## [Directive]
Reproduce everything from the line containing "Trace the outline of every instance of the directional" down to the end of the data, including the instructions, but raise every vertex coordinate in the polygon outlines by 27. Omit the pictures from your output.

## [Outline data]
──────────────────────────────

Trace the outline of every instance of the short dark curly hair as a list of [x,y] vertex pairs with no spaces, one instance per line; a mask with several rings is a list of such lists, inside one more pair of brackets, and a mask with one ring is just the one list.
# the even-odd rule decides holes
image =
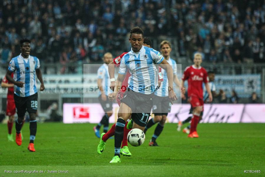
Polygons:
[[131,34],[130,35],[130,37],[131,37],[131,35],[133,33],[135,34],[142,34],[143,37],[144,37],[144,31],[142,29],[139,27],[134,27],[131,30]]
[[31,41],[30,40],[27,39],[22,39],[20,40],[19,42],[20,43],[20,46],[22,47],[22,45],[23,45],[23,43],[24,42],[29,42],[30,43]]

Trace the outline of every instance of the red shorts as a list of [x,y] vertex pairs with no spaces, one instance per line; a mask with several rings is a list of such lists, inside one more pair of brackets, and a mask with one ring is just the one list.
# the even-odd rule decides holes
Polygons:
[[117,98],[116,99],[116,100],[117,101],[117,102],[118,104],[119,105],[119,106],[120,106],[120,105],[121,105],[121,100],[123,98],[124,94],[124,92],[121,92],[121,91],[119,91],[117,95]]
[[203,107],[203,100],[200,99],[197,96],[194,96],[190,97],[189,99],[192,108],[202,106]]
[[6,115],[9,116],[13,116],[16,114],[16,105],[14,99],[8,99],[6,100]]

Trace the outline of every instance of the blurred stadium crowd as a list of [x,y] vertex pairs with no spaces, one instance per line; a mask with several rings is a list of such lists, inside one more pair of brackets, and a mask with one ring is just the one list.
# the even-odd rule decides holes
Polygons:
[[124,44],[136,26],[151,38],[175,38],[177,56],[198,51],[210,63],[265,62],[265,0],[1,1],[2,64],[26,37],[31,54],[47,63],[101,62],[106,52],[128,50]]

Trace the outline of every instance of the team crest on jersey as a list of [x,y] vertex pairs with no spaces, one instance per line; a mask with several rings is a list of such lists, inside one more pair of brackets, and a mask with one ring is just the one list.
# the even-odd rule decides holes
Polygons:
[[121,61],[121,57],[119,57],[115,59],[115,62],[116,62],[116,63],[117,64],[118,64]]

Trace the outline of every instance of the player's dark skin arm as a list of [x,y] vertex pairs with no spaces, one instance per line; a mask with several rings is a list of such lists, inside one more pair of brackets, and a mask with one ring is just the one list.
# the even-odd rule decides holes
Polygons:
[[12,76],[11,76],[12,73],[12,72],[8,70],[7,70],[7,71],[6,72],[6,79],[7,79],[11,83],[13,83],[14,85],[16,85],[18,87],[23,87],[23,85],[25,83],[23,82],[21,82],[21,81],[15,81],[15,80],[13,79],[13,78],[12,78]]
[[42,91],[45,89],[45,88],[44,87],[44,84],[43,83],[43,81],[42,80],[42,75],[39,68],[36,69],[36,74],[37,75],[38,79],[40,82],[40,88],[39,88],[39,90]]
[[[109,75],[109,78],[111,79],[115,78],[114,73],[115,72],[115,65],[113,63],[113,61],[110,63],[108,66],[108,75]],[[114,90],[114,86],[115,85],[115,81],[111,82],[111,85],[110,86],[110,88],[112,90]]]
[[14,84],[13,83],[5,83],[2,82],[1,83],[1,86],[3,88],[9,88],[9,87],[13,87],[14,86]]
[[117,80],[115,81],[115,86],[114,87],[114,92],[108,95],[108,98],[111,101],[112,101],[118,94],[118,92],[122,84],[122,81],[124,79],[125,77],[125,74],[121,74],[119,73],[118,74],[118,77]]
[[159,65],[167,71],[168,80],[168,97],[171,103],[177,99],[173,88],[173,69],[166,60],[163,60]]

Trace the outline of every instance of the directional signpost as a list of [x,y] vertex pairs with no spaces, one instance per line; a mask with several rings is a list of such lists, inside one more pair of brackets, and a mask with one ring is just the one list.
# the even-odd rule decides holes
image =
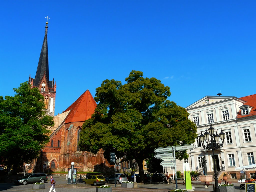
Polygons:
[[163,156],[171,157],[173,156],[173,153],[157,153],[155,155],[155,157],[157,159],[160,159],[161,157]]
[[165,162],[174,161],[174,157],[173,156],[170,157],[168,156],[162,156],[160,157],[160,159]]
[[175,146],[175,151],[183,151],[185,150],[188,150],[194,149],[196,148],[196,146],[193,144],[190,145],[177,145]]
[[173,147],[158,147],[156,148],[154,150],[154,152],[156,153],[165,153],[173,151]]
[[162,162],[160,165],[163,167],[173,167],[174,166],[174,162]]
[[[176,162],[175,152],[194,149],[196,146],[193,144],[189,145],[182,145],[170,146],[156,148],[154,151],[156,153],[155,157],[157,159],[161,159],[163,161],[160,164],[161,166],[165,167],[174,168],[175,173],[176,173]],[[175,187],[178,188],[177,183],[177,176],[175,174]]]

──────────────────────────────

## [Written solution]
Trace the outline of every instance of the directional signpost as a list of [x,y] vertex pairs with no spaces, one instance per line; a mask with several rings is a list of such lists, inside one more pair of brackets, and a mask with one ring is just the one list.
# the even-odd rule decides holes
image =
Polygons:
[[190,183],[198,184],[200,183],[200,180],[184,180],[182,182],[182,184],[184,186],[187,186],[188,184]]
[[192,189],[201,188],[201,184],[200,183],[197,184],[195,183],[189,183],[187,184],[187,186]]
[[202,173],[202,178],[210,178],[212,177],[215,177],[221,176],[223,175],[223,173],[220,171],[217,172],[204,172]]
[[200,174],[185,174],[183,175],[181,177],[181,179],[183,180],[192,180],[200,178]]
[[189,189],[187,192],[190,194],[200,194],[201,193],[201,189]]
[[[203,189],[202,179],[221,176],[223,173],[220,171],[216,172],[209,172],[197,173],[183,175],[181,178],[183,180],[182,184],[184,186],[188,186],[190,188],[187,191],[188,193],[192,194],[201,195],[202,200],[203,200]],[[202,214],[205,215],[204,210],[204,203],[202,201]]]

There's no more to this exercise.